Records in a dataset:
◆ ◆ ◆ ◆ ◆ ◆ ◆

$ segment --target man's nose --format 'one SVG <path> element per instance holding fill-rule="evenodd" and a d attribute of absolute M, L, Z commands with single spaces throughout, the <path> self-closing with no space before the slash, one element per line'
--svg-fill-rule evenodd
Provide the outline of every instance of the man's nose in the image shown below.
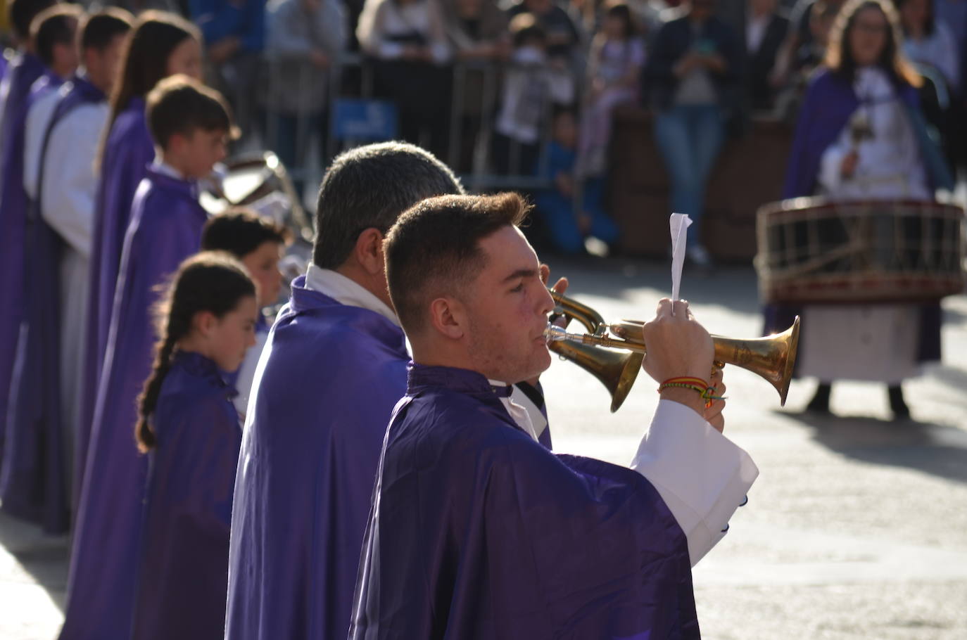
<path fill-rule="evenodd" d="M 554 299 L 551 298 L 550 290 L 545 287 L 543 283 L 541 284 L 541 299 L 539 303 L 541 305 L 542 315 L 547 315 L 554 310 L 555 306 L 557 306 L 557 305 L 554 304 Z"/>

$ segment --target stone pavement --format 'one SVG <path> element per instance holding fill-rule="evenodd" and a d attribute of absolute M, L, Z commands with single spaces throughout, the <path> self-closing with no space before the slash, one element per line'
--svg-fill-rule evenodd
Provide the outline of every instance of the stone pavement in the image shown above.
<path fill-rule="evenodd" d="M 571 294 L 607 319 L 644 319 L 667 295 L 664 263 L 555 261 Z M 682 295 L 710 331 L 760 330 L 755 275 L 687 273 Z M 904 385 L 914 421 L 889 420 L 885 390 L 835 388 L 836 417 L 785 408 L 764 381 L 728 367 L 725 433 L 759 466 L 749 503 L 694 570 L 703 637 L 967 638 L 967 296 L 944 303 L 944 363 Z M 642 373 L 616 414 L 601 384 L 570 363 L 543 377 L 555 449 L 627 464 L 657 402 Z M 56 636 L 67 543 L 0 517 L 0 639 Z"/>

◆ ◆ ◆ ◆ ◆ ◆ ◆

Brief: Arrange every line of the material above as a JSON list of strings, one string per line, skipping blank lines. Omit the pictures.

Solution to the exercise:
[
  "$ segment --target man's nose --format 'one SVG <path> element per instance holding fill-rule=\"evenodd\" and a d attribute of absolute M, L, Z commands with single spaces throughout, the <path> self-closing with no space before the slash, one element per line'",
  "--svg-fill-rule evenodd",
  "Provide the outline of every instance of the man's nose in the image shown below.",
  "<path fill-rule=\"evenodd\" d=\"M 554 299 L 551 298 L 550 290 L 545 287 L 543 283 L 541 284 L 541 299 L 539 303 L 541 305 L 542 315 L 547 315 L 554 310 L 555 306 L 557 306 L 557 305 L 554 304 Z\"/>",
  "$ segment --target stone pavement --format 'one SVG <path> element per instance holding fill-rule=\"evenodd\" and a d attribute of absolute M, L, Z commands with single spaces throughout, the <path> self-closing with no space before the slash, one element per line'",
  "--svg-fill-rule evenodd",
  "Provide the outline of every instance of the stone pavement in the image shown above.",
  "<path fill-rule=\"evenodd\" d=\"M 571 294 L 607 319 L 644 319 L 667 295 L 664 263 L 555 261 Z M 682 295 L 710 331 L 760 330 L 755 275 L 687 273 Z M 904 385 L 914 421 L 889 420 L 885 390 L 835 388 L 836 417 L 785 408 L 764 381 L 728 367 L 725 433 L 759 466 L 749 503 L 694 570 L 703 637 L 967 638 L 967 296 L 944 303 L 944 363 Z M 642 373 L 616 414 L 601 384 L 570 363 L 543 377 L 555 449 L 627 464 L 657 402 Z M 56 636 L 67 543 L 0 517 L 0 639 Z\"/>"
]